# Supplied entries
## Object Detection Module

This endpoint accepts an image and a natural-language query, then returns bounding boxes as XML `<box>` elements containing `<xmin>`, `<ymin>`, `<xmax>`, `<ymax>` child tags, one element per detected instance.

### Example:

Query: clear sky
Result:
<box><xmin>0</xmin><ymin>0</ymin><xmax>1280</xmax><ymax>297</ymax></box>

# What the task requires
Rewrite the listing with "natural-language query" swapped for "text prompt" and everything else unchanged.

# Full answer
## Object Detection Module

This endpoint accepts an image and a text prompt, then returns bounding boxes as XML `<box>` elements containing `<xmin>`, `<ymin>`, `<xmax>`, `<ymax>` child tags, one element per detected instance.

### Example:

Query: clear sky
Result:
<box><xmin>0</xmin><ymin>0</ymin><xmax>1280</xmax><ymax>297</ymax></box>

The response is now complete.